What this task involves. Rescale the data from its start through the line containing "[(123, 162)]", inclusive, repeating every line with the requests included and multiplying each point coordinate in the answers by 0.3, rounded to whole numbers with halves going up. Keep the numbers in the requests and their samples unchanged.

-- BEGIN Record set --

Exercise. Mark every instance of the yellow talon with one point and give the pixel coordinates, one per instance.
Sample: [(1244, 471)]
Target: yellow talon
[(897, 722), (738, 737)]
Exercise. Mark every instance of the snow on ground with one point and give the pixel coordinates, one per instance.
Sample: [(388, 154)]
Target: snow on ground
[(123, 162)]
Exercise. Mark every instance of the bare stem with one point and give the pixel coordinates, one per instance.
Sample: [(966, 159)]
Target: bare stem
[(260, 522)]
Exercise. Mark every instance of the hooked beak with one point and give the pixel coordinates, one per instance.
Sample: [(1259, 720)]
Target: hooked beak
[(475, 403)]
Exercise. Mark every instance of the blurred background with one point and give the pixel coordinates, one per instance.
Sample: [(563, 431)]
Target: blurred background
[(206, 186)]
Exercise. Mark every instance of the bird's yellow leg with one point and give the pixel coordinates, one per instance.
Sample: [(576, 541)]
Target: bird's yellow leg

-- END Record set --

Correct result.
Exercise. Mark every instance of the yellow talon with one point and give the pixel coordinates, one per instance.
Sample: [(1244, 471)]
Target: yellow talon
[(269, 217), (221, 221)]
Exercise. Mark every instance of the snow on ground with one point and give the pixel coordinates, one per instance.
Sample: [(388, 154)]
Target: snow on ground
[(37, 49)]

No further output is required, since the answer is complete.